§ **BRIEF**
Without the pictures, retype each line below exactly as it stands.

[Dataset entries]
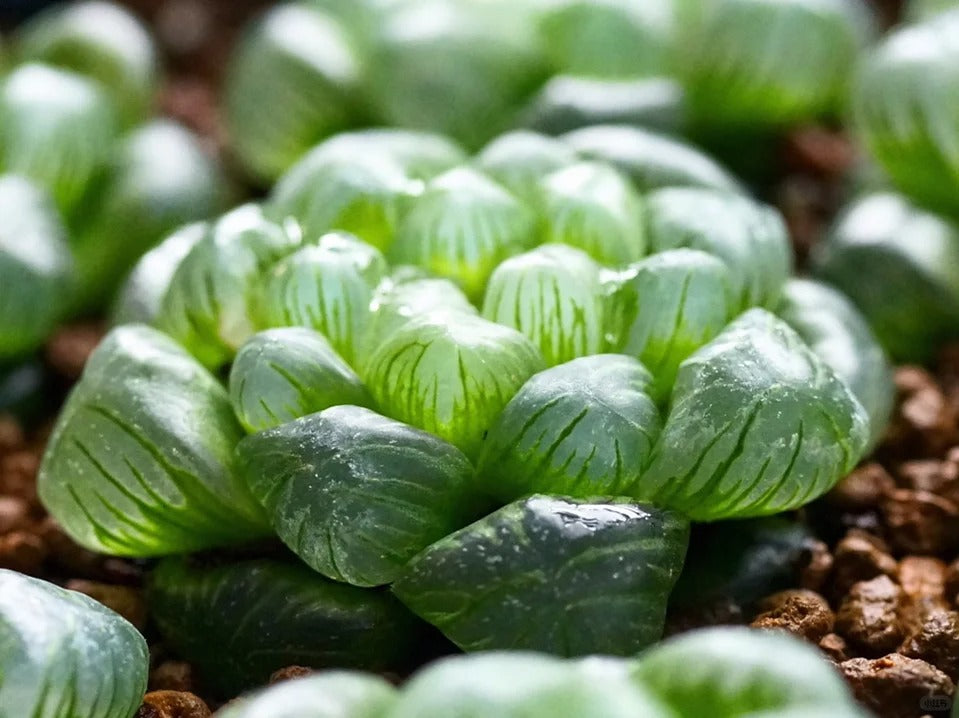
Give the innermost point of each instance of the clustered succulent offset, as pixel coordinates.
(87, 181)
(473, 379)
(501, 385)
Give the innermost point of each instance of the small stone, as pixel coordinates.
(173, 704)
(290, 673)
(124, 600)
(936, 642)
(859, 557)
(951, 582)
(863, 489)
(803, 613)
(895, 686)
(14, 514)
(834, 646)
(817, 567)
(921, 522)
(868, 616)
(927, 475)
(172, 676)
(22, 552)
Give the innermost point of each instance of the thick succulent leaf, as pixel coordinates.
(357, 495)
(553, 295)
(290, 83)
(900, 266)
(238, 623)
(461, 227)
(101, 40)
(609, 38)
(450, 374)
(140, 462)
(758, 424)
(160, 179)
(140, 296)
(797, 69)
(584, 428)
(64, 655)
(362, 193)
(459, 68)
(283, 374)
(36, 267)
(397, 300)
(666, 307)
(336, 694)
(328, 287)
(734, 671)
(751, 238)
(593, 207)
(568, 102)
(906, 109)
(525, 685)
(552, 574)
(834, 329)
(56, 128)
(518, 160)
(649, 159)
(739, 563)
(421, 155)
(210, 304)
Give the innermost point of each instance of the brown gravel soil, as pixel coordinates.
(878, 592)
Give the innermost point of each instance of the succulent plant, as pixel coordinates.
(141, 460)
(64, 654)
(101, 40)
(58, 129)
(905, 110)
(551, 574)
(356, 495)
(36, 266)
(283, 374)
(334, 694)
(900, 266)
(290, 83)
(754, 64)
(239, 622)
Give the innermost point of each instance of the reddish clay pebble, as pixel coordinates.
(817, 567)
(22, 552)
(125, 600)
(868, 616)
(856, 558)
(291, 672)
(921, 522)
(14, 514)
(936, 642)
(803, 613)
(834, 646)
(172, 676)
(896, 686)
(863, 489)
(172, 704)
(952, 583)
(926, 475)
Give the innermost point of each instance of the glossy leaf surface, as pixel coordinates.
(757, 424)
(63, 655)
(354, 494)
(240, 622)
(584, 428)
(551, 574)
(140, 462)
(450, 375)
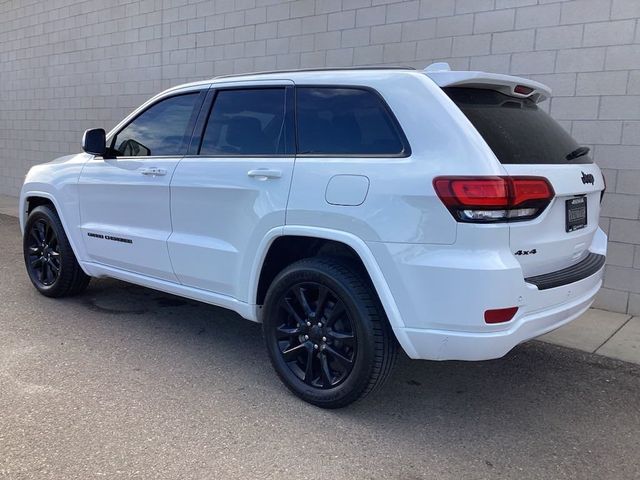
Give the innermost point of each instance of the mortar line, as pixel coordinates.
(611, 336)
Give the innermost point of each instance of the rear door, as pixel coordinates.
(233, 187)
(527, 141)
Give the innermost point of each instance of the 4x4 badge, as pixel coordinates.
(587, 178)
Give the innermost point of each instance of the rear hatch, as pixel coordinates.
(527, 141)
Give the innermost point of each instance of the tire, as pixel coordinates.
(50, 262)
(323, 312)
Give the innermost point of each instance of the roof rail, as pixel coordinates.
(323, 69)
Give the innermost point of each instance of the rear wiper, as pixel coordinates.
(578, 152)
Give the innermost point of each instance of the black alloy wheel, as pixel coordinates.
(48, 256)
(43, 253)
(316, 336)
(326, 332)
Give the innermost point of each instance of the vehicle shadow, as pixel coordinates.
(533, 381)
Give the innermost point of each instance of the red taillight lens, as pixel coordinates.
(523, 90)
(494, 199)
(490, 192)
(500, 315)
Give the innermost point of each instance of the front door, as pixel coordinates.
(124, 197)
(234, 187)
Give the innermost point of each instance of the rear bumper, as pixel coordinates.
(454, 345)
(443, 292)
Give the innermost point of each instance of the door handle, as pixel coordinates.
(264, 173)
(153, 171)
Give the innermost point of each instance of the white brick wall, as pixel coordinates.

§ **YOUR SOLUTION**
Give the innermost point of each instance of the clustered succulent offset, as pixel coordinates.
(87, 181)
(473, 379)
(501, 385)
Give the innermost point of each instance of the small stone, as pixel coordinates.
(173, 704)
(290, 673)
(124, 600)
(936, 642)
(859, 557)
(951, 582)
(863, 489)
(803, 613)
(895, 686)
(14, 514)
(834, 646)
(817, 567)
(921, 522)
(868, 616)
(927, 475)
(172, 676)
(22, 552)
Give the innermost point of each instance of the thick succulent leaf, as pixel coordinates.
(357, 495)
(553, 295)
(290, 83)
(900, 266)
(238, 623)
(461, 227)
(101, 40)
(609, 38)
(450, 374)
(140, 462)
(758, 424)
(160, 179)
(140, 296)
(797, 69)
(584, 428)
(64, 655)
(362, 193)
(459, 68)
(283, 374)
(36, 267)
(397, 300)
(666, 307)
(336, 694)
(328, 287)
(734, 671)
(751, 238)
(593, 207)
(568, 102)
(906, 109)
(525, 685)
(552, 574)
(834, 329)
(56, 128)
(518, 160)
(649, 159)
(739, 563)
(421, 155)
(210, 304)
Give the innermost point of each instance of the brown gravel soil, as pixel coordinates.
(878, 592)
Give the innermost point of each instance of the succulent plant, as pixel coordinates.
(141, 460)
(64, 654)
(101, 40)
(58, 129)
(905, 110)
(551, 574)
(356, 495)
(36, 266)
(283, 374)
(334, 694)
(900, 266)
(290, 83)
(754, 64)
(239, 622)
Give the innermost point of each instance of the reddish clay pebble, as pixel coordinates.
(817, 567)
(22, 552)
(125, 600)
(868, 616)
(856, 558)
(291, 672)
(921, 522)
(14, 514)
(936, 642)
(803, 613)
(834, 646)
(172, 676)
(896, 686)
(863, 489)
(172, 704)
(952, 583)
(926, 475)
Give the innermost point of each instance of the glossy leaf surface, as pixel coordinates.
(757, 424)
(63, 655)
(354, 494)
(240, 622)
(584, 428)
(551, 574)
(140, 462)
(450, 375)
Give the innermost point of each instance of the mortar line, as pixel coordinates.
(611, 336)
Give the innermost point of each instance of the rear door, as pixel coordinates.
(233, 187)
(527, 141)
Give the innermost point of each instance of the 4x4 badge, as pixel coordinates.
(587, 178)
Give the innermost point of each instance of the rear hatch, as pixel coordinates.
(527, 141)
Give the innermost point of each instance of the tire, as pixel coordinates.
(50, 262)
(323, 312)
Give the innermost point of each instance of the roof rail, as pixel coordinates.
(323, 69)
Give the innermost point of each instance of the rear wiper, as pixel coordinates.
(578, 152)
Give the innermost point of each instance of the black alloy wheel, as pixel coordinates.
(48, 256)
(43, 253)
(316, 336)
(326, 332)
Give the innermost point of each instance of the vehicle shadow, as pixel coordinates.
(533, 381)
Give the innermost point of each instance of the red taillight lens, as pixel coordinates.
(523, 90)
(494, 199)
(490, 192)
(500, 315)
Give the innermost point of each instance of the front door, as pixel coordinates.
(124, 197)
(234, 187)
Give the innermost point of each instance of the rear bumper, as pixel coordinates.
(454, 345)
(443, 292)
Give the innermost point of each instance of the door handle, as pixel coordinates.
(264, 173)
(153, 171)
Give the innermost point of each instance of the white brick wall, as pixel coordinates.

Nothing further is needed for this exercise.